### WORK TO BE COMPLETED
Working from the records below, repeat exactly the lines starting at the line that contains "like [154, 19]." and ending at the line that contains "like [51, 133].", inclusive.

---------------

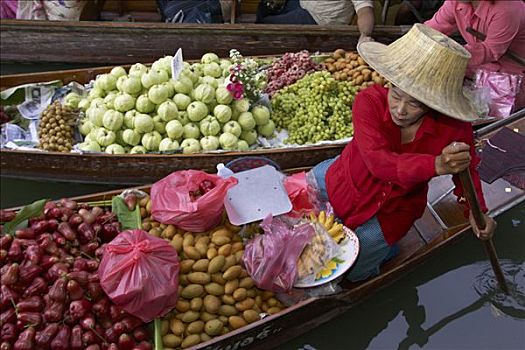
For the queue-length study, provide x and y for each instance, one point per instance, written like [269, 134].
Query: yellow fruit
[329, 222]
[335, 230]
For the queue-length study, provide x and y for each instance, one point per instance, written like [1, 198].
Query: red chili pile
[51, 297]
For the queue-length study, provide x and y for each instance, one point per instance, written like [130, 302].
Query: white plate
[349, 253]
[259, 192]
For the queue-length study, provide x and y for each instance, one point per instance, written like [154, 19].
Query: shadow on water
[449, 302]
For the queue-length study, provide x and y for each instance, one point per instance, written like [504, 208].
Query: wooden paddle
[472, 198]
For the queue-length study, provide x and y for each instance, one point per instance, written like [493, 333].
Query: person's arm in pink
[444, 20]
[504, 27]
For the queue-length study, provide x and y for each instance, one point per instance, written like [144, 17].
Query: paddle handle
[472, 198]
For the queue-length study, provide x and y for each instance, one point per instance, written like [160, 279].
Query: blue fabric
[374, 250]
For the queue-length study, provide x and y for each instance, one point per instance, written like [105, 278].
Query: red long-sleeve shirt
[377, 175]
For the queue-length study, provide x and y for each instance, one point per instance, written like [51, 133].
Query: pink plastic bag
[297, 188]
[190, 199]
[271, 258]
[501, 90]
[140, 273]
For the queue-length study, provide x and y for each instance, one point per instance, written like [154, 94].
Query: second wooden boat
[127, 43]
[442, 225]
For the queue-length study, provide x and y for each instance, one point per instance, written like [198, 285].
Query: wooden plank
[143, 168]
[115, 43]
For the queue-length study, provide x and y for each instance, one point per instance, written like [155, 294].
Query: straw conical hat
[428, 66]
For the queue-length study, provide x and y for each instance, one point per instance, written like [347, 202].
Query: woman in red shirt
[403, 137]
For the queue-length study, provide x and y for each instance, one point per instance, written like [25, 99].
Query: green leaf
[128, 219]
[158, 334]
[32, 210]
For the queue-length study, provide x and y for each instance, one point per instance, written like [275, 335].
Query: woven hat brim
[454, 105]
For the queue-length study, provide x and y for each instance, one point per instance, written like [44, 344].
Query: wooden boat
[105, 43]
[442, 224]
[128, 169]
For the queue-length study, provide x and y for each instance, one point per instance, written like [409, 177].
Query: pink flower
[239, 87]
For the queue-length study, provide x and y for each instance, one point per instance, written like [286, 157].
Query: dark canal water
[444, 304]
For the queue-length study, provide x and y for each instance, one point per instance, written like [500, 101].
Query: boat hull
[114, 43]
[143, 168]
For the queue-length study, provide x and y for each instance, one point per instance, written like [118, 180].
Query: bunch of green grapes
[315, 108]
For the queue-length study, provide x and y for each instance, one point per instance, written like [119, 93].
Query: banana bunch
[335, 229]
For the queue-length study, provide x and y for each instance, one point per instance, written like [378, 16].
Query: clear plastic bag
[271, 258]
[500, 89]
[140, 273]
[190, 199]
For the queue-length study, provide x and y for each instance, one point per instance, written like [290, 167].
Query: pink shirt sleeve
[504, 27]
[444, 20]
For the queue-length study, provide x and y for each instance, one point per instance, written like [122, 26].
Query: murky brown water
[447, 303]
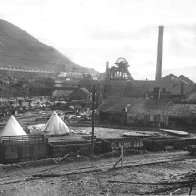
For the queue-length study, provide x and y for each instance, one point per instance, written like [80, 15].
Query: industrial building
[146, 102]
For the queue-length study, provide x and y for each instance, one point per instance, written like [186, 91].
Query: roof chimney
[159, 54]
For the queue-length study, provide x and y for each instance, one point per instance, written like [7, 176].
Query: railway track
[90, 166]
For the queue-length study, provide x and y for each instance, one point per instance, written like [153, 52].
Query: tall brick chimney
[159, 54]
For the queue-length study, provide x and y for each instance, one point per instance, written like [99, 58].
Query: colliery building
[142, 102]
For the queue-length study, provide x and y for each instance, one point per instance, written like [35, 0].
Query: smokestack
[159, 54]
[107, 71]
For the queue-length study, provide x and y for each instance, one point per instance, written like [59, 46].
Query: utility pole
[93, 117]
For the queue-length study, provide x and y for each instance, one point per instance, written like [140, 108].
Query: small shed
[80, 94]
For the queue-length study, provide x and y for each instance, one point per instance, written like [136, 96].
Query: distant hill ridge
[21, 50]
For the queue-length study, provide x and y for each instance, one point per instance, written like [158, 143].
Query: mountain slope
[21, 50]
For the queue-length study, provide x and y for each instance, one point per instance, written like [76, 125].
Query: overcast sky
[91, 32]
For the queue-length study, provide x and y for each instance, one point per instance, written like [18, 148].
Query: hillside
[21, 50]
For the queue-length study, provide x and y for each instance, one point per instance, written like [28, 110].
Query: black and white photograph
[97, 97]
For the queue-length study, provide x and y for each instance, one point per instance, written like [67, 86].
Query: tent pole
[93, 117]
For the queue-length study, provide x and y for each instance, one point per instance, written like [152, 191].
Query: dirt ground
[92, 177]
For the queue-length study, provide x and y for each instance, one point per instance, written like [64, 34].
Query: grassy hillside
[19, 49]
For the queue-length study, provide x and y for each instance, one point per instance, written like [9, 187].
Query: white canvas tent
[13, 128]
[55, 126]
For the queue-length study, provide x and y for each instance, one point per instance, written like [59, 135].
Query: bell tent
[12, 128]
[55, 126]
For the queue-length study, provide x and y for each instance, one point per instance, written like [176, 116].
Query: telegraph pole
[93, 118]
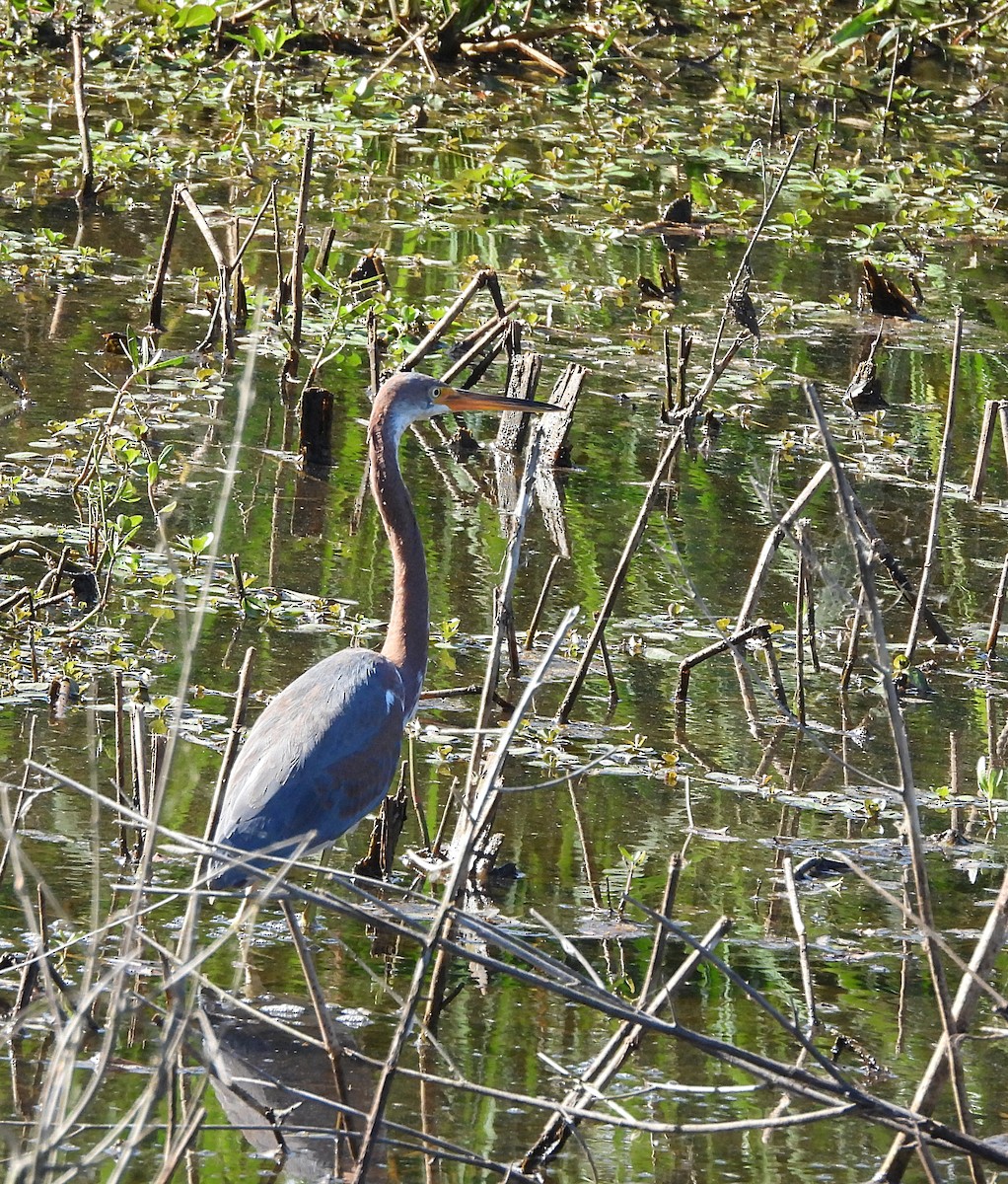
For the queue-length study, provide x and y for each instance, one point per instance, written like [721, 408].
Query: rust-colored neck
[406, 643]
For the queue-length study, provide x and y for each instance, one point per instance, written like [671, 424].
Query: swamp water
[549, 184]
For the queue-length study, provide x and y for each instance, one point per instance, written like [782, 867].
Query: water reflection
[277, 1084]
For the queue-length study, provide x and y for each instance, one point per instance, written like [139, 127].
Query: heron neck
[406, 643]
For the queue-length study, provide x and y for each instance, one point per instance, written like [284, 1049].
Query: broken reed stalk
[968, 996]
[618, 577]
[532, 966]
[853, 642]
[753, 238]
[474, 812]
[19, 805]
[611, 1058]
[221, 318]
[504, 617]
[227, 762]
[798, 922]
[774, 540]
[940, 486]
[759, 632]
[479, 281]
[120, 782]
[283, 287]
[800, 610]
[658, 944]
[901, 746]
[999, 610]
[882, 552]
[297, 261]
[538, 613]
[496, 331]
[156, 319]
[333, 1046]
[87, 192]
[994, 411]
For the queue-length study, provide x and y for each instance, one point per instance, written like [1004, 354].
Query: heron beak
[469, 401]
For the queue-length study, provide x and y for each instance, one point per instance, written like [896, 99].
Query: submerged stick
[759, 631]
[968, 996]
[618, 577]
[940, 485]
[882, 552]
[611, 1058]
[475, 816]
[901, 746]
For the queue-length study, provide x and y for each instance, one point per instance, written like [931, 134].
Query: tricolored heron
[324, 751]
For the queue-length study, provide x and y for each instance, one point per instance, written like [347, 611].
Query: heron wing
[319, 758]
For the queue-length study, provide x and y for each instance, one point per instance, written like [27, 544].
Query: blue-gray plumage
[325, 750]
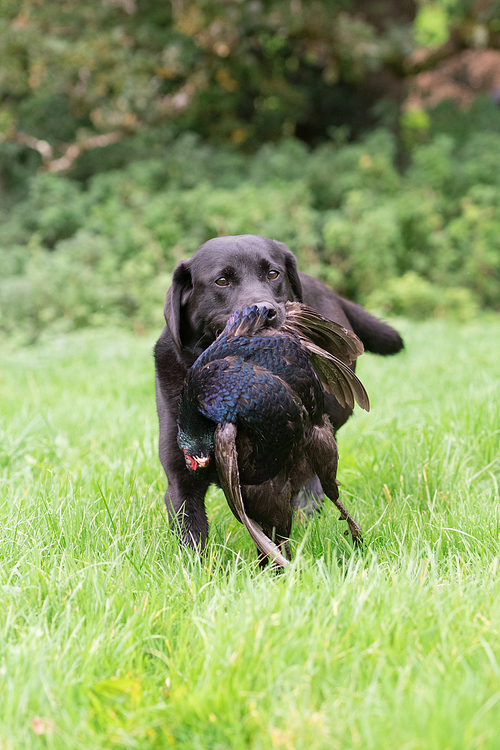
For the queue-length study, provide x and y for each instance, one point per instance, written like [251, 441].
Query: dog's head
[224, 275]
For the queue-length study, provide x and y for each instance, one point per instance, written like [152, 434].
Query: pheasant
[251, 416]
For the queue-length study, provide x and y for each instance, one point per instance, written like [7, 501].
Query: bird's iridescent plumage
[268, 384]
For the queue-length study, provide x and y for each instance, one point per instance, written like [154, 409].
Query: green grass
[111, 636]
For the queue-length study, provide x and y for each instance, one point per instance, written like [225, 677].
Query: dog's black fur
[197, 309]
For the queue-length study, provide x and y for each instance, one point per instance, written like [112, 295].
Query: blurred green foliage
[421, 243]
[131, 131]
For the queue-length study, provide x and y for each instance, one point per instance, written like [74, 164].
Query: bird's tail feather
[226, 459]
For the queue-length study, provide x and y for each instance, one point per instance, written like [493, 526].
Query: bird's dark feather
[262, 391]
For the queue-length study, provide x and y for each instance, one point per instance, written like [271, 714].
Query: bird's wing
[331, 348]
[338, 378]
[328, 335]
[226, 459]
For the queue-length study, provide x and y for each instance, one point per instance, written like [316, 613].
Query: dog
[226, 274]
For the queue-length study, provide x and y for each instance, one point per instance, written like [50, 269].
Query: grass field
[112, 637]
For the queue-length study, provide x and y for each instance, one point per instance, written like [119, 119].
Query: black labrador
[223, 275]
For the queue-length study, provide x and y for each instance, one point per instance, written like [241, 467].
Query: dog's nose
[272, 313]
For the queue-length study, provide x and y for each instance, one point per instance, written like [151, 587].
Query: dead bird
[251, 416]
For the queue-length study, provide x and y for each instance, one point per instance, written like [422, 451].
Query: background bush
[422, 241]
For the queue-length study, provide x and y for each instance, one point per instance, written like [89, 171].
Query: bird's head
[198, 451]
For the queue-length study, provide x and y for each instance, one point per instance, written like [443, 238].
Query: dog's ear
[292, 272]
[177, 298]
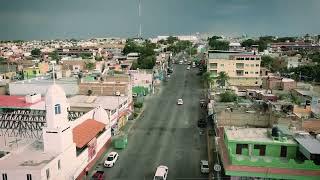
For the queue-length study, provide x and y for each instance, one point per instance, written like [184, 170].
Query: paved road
[166, 134]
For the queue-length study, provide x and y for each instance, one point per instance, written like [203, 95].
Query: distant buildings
[242, 68]
[268, 153]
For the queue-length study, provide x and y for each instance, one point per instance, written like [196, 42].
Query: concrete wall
[27, 88]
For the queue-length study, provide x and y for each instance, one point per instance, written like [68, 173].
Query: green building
[250, 153]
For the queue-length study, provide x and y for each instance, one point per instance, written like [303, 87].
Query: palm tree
[222, 78]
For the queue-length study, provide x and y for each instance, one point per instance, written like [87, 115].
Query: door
[283, 152]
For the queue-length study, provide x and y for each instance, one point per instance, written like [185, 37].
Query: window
[57, 109]
[59, 165]
[29, 177]
[4, 176]
[261, 148]
[240, 147]
[48, 173]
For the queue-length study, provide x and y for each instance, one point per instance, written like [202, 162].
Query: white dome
[55, 94]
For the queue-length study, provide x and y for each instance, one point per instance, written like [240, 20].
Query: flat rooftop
[253, 135]
[106, 102]
[310, 143]
[47, 81]
[31, 157]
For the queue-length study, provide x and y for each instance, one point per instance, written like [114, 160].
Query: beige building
[242, 68]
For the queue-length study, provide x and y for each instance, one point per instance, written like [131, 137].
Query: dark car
[202, 123]
[99, 175]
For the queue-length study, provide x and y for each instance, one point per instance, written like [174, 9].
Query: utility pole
[140, 26]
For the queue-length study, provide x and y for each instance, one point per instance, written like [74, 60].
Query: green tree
[222, 78]
[172, 39]
[248, 43]
[89, 65]
[54, 55]
[98, 58]
[217, 44]
[228, 96]
[85, 55]
[36, 52]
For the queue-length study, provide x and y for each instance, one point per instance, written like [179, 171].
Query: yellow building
[242, 68]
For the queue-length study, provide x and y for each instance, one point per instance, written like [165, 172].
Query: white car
[111, 159]
[180, 102]
[204, 166]
[161, 173]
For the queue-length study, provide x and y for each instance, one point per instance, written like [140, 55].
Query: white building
[66, 148]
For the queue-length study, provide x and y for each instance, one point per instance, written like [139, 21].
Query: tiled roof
[86, 131]
[14, 101]
[311, 125]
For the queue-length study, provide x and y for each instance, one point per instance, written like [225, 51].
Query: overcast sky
[51, 19]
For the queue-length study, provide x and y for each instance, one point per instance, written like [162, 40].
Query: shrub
[228, 96]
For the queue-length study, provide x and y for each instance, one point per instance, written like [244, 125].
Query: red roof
[14, 101]
[86, 131]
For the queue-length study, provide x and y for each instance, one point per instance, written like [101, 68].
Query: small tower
[57, 135]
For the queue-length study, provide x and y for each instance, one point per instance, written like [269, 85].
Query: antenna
[140, 26]
[53, 75]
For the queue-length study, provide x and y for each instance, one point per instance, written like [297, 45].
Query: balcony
[239, 72]
[239, 65]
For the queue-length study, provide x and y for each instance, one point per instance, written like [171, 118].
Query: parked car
[99, 175]
[180, 102]
[111, 159]
[202, 123]
[204, 166]
[161, 173]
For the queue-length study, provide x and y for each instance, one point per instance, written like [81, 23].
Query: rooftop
[252, 135]
[310, 143]
[86, 131]
[106, 102]
[31, 157]
[47, 81]
[19, 102]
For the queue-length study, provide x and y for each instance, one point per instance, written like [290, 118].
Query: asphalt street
[166, 134]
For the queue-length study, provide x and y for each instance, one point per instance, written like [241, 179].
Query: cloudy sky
[51, 19]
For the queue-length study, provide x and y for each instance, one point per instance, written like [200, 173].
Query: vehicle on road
[111, 159]
[202, 123]
[99, 175]
[161, 173]
[180, 102]
[204, 166]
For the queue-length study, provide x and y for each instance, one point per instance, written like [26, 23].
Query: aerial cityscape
[162, 90]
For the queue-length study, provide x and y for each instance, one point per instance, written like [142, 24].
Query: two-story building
[242, 68]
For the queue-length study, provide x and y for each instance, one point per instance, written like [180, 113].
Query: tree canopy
[36, 52]
[216, 44]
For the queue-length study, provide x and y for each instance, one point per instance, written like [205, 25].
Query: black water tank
[275, 132]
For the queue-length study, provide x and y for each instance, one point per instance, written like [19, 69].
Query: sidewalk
[124, 131]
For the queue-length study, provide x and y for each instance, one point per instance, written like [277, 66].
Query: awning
[86, 131]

---------------

### COMPLETED TASK
For the queue-length study, provide x and y for each instance, one point per instance, written like [154, 19].
Query: shadow on water
[449, 302]
For the queue-length study, provide x and y for each instance, one point per instance, written like [504, 208].
Query: wooden paddle
[472, 198]
For the queue-length study, provide x and y for each instance, one point per instance, written like [493, 333].
Query: person's arm in pink
[444, 20]
[504, 27]
For the queue-length study, provide x and y for each instance, one point per instance, written like [144, 17].
Query: paddle handle
[472, 198]
For the queue-length study, provide x and y for each instance, one point per instance, written like [160, 279].
Query: blue fabric
[374, 250]
For the queue-length study, provide x and y for each instance, one point per instance, written like [105, 278].
Query: red long-sleeve shirt
[377, 175]
For the queue-length study, provide x and y for each instance, one point per instance, written like [51, 133].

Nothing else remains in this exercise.